▶ _Exercise aim_
Set out the stretch of lines from the very first one through the line containing "147 92 L 147", both ends included, as a Markdown table with the columns No. and Line. Number each row, skip blank lines, and leave the pictures out.

▶ _Material shown_
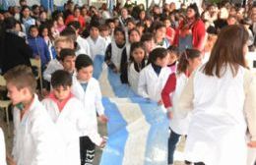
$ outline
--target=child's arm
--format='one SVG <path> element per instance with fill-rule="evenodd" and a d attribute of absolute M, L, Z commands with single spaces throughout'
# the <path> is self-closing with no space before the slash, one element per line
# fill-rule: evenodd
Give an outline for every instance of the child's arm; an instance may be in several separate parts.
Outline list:
<path fill-rule="evenodd" d="M 147 92 L 147 80 L 146 80 L 146 72 L 143 70 L 140 73 L 139 83 L 138 83 L 138 94 L 140 94 L 144 98 L 149 98 L 149 94 Z"/>

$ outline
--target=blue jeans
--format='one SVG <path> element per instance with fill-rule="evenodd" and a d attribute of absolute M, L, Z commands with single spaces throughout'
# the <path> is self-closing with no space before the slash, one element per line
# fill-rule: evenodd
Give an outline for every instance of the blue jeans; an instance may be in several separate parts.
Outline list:
<path fill-rule="evenodd" d="M 170 130 L 169 139 L 168 139 L 168 164 L 173 164 L 173 156 L 176 148 L 176 144 L 179 140 L 180 135 L 174 133 Z"/>

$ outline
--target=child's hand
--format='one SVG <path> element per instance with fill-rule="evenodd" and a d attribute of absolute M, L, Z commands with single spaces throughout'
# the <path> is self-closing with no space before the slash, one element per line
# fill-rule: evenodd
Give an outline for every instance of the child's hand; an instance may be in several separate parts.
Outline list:
<path fill-rule="evenodd" d="M 102 141 L 101 141 L 101 143 L 99 144 L 99 147 L 100 147 L 100 148 L 103 148 L 103 147 L 105 147 L 105 144 L 106 144 L 106 137 L 103 137 L 103 138 L 102 138 Z"/>
<path fill-rule="evenodd" d="M 159 100 L 158 104 L 159 104 L 159 105 L 162 105 L 162 100 L 161 100 L 161 99 Z"/>
<path fill-rule="evenodd" d="M 105 115 L 99 115 L 99 120 L 101 123 L 105 124 L 108 122 L 108 118 Z"/>
<path fill-rule="evenodd" d="M 252 141 L 248 142 L 247 145 L 249 147 L 256 148 L 256 140 L 252 140 Z"/>

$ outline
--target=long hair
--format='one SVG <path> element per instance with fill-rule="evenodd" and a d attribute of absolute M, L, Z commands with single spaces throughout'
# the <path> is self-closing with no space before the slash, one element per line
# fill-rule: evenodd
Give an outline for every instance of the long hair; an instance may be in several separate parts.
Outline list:
<path fill-rule="evenodd" d="M 224 28 L 203 72 L 207 76 L 216 75 L 221 78 L 222 74 L 226 71 L 226 67 L 230 66 L 232 75 L 235 77 L 239 66 L 246 68 L 243 48 L 246 46 L 248 36 L 249 34 L 243 26 L 234 25 Z"/>

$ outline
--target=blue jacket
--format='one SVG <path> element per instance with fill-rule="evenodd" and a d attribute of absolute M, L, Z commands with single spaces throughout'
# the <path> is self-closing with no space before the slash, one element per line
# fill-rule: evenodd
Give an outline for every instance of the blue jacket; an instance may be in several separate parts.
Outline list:
<path fill-rule="evenodd" d="M 40 56 L 42 69 L 50 61 L 50 54 L 47 44 L 42 37 L 32 37 L 28 38 L 29 45 L 32 49 L 33 58 L 37 55 Z"/>

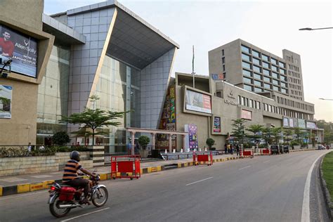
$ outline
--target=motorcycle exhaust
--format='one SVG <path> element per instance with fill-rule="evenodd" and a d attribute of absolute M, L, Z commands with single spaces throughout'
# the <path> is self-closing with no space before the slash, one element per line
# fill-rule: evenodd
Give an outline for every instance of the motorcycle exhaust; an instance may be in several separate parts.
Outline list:
<path fill-rule="evenodd" d="M 80 206 L 79 204 L 59 204 L 59 208 L 74 208 Z"/>

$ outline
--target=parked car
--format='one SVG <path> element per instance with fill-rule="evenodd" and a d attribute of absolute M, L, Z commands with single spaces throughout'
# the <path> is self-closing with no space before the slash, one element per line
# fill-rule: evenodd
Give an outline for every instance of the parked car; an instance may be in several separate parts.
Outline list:
<path fill-rule="evenodd" d="M 279 152 L 279 145 L 271 145 L 270 146 L 270 150 L 273 154 L 280 154 Z"/>
<path fill-rule="evenodd" d="M 325 150 L 325 149 L 326 149 L 326 148 L 322 145 L 318 145 L 318 150 Z"/>

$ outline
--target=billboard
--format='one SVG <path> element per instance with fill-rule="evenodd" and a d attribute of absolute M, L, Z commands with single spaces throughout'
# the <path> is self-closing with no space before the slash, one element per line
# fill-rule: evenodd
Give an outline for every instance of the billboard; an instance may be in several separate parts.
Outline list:
<path fill-rule="evenodd" d="M 214 117 L 213 132 L 221 133 L 221 118 L 218 117 Z"/>
<path fill-rule="evenodd" d="M 0 85 L 0 119 L 11 118 L 11 95 L 13 87 Z"/>
<path fill-rule="evenodd" d="M 186 90 L 186 110 L 204 113 L 211 113 L 211 98 L 210 96 Z"/>
<path fill-rule="evenodd" d="M 13 60 L 5 70 L 36 78 L 37 56 L 36 39 L 0 25 L 0 58 Z"/>

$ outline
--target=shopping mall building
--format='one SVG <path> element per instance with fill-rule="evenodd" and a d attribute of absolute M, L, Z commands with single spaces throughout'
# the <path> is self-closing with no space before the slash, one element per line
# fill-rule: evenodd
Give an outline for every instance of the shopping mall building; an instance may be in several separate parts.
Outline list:
<path fill-rule="evenodd" d="M 300 85 L 288 80 L 289 75 L 301 84 L 301 71 L 288 73 L 289 51 L 282 59 L 237 40 L 209 52 L 211 75 L 197 76 L 193 86 L 191 75 L 171 78 L 179 46 L 116 0 L 52 15 L 43 13 L 43 0 L 29 4 L 5 1 L 0 6 L 1 145 L 47 145 L 56 132 L 77 131 L 78 126 L 59 120 L 86 107 L 134 110 L 119 126 L 103 129 L 106 134 L 99 141 L 111 153 L 126 150 L 129 127 L 188 131 L 196 125 L 200 147 L 208 137 L 221 147 L 235 118 L 266 126 L 298 126 L 322 135 L 313 122 L 313 105 L 303 101 L 303 86 L 289 86 Z M 278 63 L 273 65 L 273 59 Z M 283 68 L 279 63 L 284 63 Z M 300 60 L 297 64 L 300 69 Z M 220 74 L 227 82 L 216 77 Z M 100 98 L 95 103 L 89 99 L 94 95 Z M 205 106 L 194 100 L 188 104 L 188 97 L 204 98 Z M 156 148 L 168 147 L 167 137 L 157 135 Z M 173 136 L 172 146 L 180 150 L 181 140 Z"/>

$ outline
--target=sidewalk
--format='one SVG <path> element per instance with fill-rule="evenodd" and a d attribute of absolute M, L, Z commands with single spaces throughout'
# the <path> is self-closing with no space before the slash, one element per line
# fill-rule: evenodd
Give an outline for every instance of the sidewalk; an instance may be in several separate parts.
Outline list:
<path fill-rule="evenodd" d="M 214 162 L 225 162 L 239 159 L 236 155 L 222 155 L 213 156 Z M 155 161 L 141 163 L 141 174 L 171 169 L 193 166 L 192 158 Z M 84 167 L 84 166 L 83 166 Z M 99 166 L 89 169 L 90 171 L 96 169 L 96 174 L 100 175 L 101 180 L 110 178 L 110 166 Z M 32 192 L 48 188 L 48 185 L 55 181 L 60 181 L 63 171 L 41 173 L 36 174 L 17 175 L 0 177 L 0 197 L 13 194 Z"/>

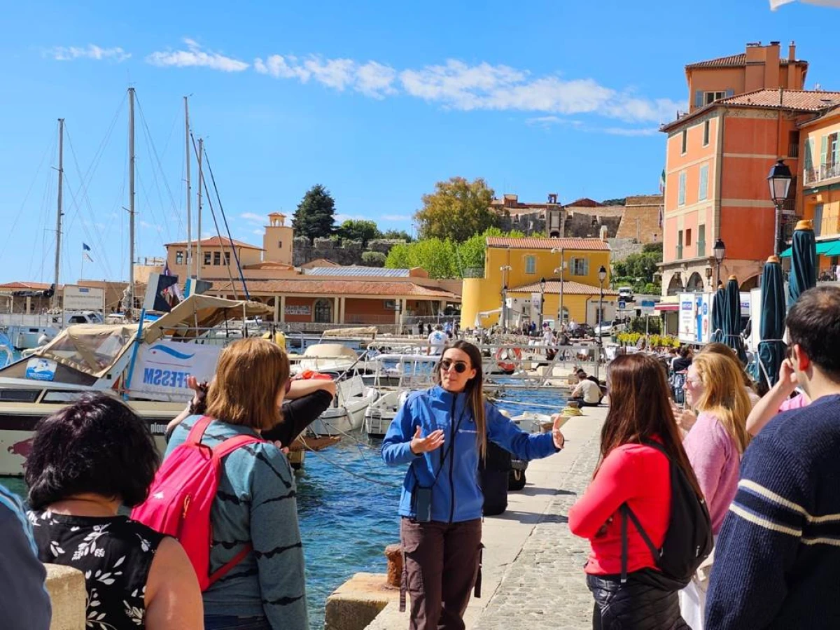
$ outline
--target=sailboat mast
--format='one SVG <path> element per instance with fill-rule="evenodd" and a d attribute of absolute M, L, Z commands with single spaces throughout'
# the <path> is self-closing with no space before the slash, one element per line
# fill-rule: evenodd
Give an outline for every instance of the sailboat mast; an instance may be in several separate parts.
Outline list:
<path fill-rule="evenodd" d="M 58 281 L 61 270 L 61 215 L 64 193 L 64 118 L 58 119 L 58 210 L 55 213 L 55 277 L 52 305 L 58 305 Z"/>
<path fill-rule="evenodd" d="M 129 88 L 129 307 L 134 310 L 134 88 Z"/>
<path fill-rule="evenodd" d="M 190 277 L 192 266 L 192 187 L 190 182 L 190 105 L 189 97 L 184 97 L 184 156 L 186 159 L 186 277 Z M 186 280 L 186 279 L 185 279 Z"/>
<path fill-rule="evenodd" d="M 202 153 L 204 151 L 204 139 L 198 139 L 198 231 L 196 240 L 198 243 L 197 260 L 196 260 L 196 280 L 202 279 L 202 188 L 204 186 L 204 174 L 202 172 Z"/>

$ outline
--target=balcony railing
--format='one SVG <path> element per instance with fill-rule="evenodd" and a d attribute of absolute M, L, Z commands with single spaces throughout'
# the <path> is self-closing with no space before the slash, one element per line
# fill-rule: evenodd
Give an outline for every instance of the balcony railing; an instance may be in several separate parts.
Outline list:
<path fill-rule="evenodd" d="M 819 168 L 805 169 L 804 176 L 806 184 L 840 177 L 840 162 L 835 164 L 827 162 Z"/>

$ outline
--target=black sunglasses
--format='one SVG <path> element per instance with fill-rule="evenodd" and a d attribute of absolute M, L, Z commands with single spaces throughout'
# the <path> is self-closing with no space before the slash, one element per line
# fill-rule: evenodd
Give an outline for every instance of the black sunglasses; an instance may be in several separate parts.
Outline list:
<path fill-rule="evenodd" d="M 449 371 L 449 368 L 453 365 L 455 368 L 455 371 L 459 374 L 464 374 L 467 370 L 465 361 L 453 361 L 451 359 L 444 359 L 440 362 L 440 369 L 444 372 Z"/>

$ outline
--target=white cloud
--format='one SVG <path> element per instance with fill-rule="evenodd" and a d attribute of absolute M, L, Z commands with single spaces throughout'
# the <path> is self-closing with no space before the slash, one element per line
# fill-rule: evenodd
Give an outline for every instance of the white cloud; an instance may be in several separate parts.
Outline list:
<path fill-rule="evenodd" d="M 74 59 L 93 59 L 97 61 L 109 60 L 124 61 L 131 57 L 131 53 L 127 53 L 119 46 L 114 48 L 102 48 L 95 44 L 88 44 L 85 47 L 78 46 L 55 46 L 45 51 L 45 54 L 52 57 L 56 61 L 71 61 Z"/>
<path fill-rule="evenodd" d="M 176 66 L 184 68 L 188 66 L 202 66 L 218 70 L 223 72 L 241 72 L 250 67 L 250 65 L 233 57 L 227 57 L 221 53 L 205 51 L 199 44 L 189 38 L 184 39 L 186 50 L 168 50 L 166 52 L 153 52 L 146 57 L 146 61 L 152 66 L 163 67 Z"/>

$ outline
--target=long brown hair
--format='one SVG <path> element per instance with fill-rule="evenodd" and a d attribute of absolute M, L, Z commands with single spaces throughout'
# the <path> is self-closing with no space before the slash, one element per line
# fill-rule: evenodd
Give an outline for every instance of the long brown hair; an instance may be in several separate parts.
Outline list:
<path fill-rule="evenodd" d="M 607 368 L 610 411 L 601 430 L 601 462 L 623 444 L 643 444 L 659 438 L 671 460 L 679 465 L 702 498 L 700 484 L 691 469 L 674 419 L 668 397 L 668 381 L 662 365 L 641 353 L 620 354 Z"/>
<path fill-rule="evenodd" d="M 719 341 L 713 341 L 711 344 L 706 344 L 703 346 L 703 349 L 700 351 L 700 354 L 722 354 L 723 356 L 727 356 L 730 359 L 734 359 L 735 363 L 738 365 L 738 371 L 741 373 L 741 380 L 743 381 L 743 386 L 748 387 L 753 391 L 755 391 L 755 382 L 753 381 L 752 377 L 744 370 L 743 365 L 741 365 L 741 361 L 738 360 L 738 354 L 735 354 L 735 350 L 727 346 L 726 344 L 722 344 Z M 700 355 L 698 354 L 698 356 Z"/>
<path fill-rule="evenodd" d="M 487 419 L 484 413 L 484 372 L 481 370 L 481 351 L 468 341 L 459 339 L 451 345 L 447 345 L 440 354 L 443 360 L 446 351 L 454 348 L 470 357 L 471 367 L 475 370 L 475 375 L 467 381 L 464 392 L 467 395 L 467 404 L 475 421 L 475 439 L 478 442 L 478 451 L 481 457 L 487 453 Z M 435 381 L 440 384 L 440 362 L 435 368 Z"/>
<path fill-rule="evenodd" d="M 750 439 L 747 416 L 752 405 L 740 383 L 741 363 L 732 352 L 729 354 L 701 352 L 692 365 L 704 388 L 700 400 L 694 401 L 694 407 L 715 415 L 735 441 L 738 453 L 743 454 Z"/>
<path fill-rule="evenodd" d="M 207 391 L 207 414 L 230 424 L 268 429 L 280 423 L 277 398 L 289 380 L 289 358 L 276 344 L 249 338 L 218 359 Z"/>

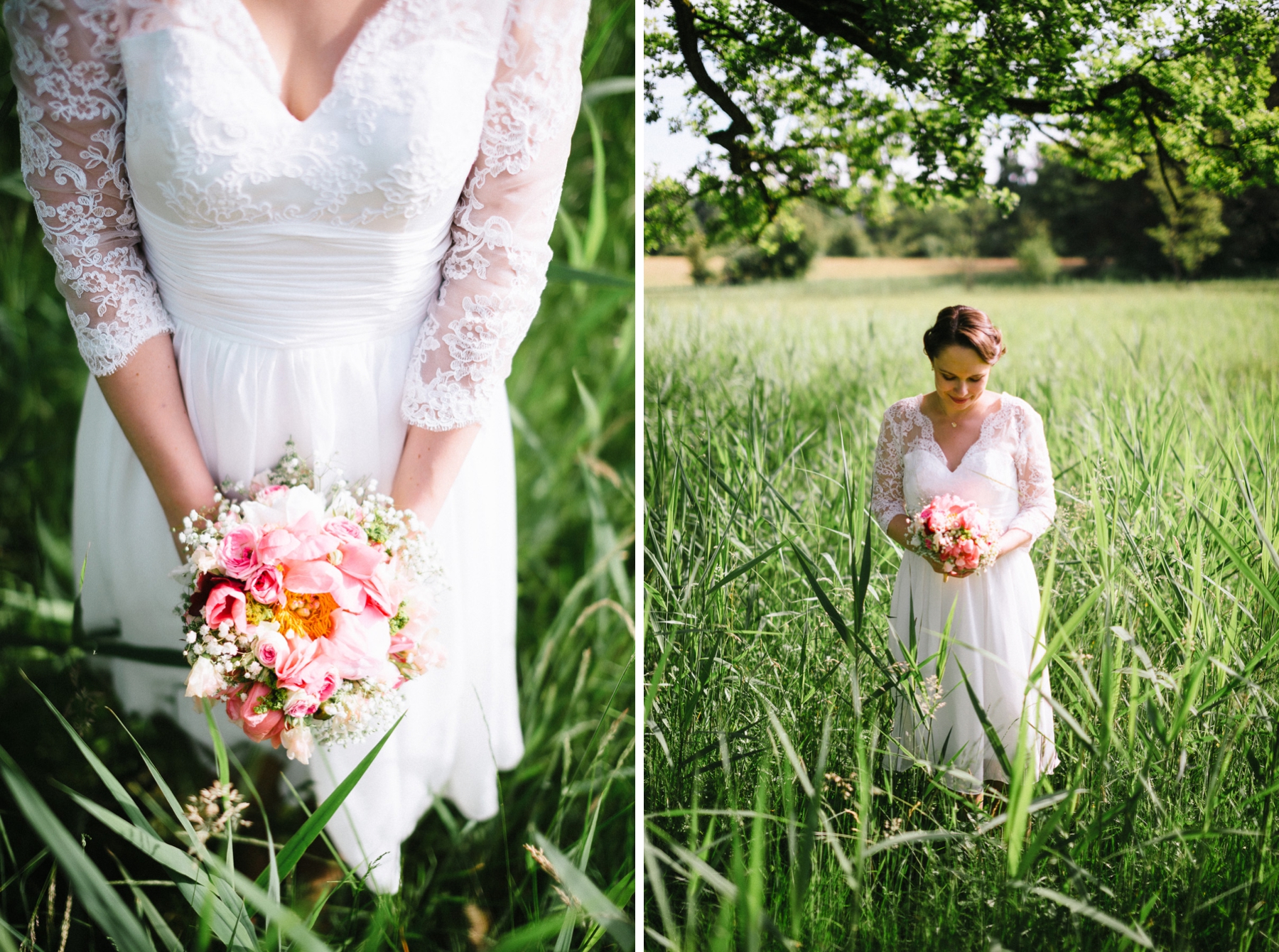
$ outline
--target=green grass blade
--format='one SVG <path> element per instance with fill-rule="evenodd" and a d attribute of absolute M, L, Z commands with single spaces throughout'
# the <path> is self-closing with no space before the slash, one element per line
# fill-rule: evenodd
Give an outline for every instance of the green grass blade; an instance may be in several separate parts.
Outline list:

▶ _Answer for the task_
| No. | Line |
|---|---|
| 1 | $ outline |
| 2 | --target=child's arm |
| 3 | --format='one SVG <path> element per instance with fill-rule="evenodd" and a d attribute of absolute M, L, Z commands with single spaces throughout' |
| 4 | # the <path> is self-closing with no space before the slash, one element per line |
| 5 | # fill-rule: evenodd |
| 6 | Give an outline for every instance of the child's arm; an instance may be in several separate parts. |
| 7 | Outline list: |
| 8 | <path fill-rule="evenodd" d="M 147 92 L 147 80 L 146 80 L 146 72 L 143 70 L 140 73 L 139 83 L 138 83 L 138 94 L 140 94 L 144 98 L 149 98 L 149 94 Z"/> |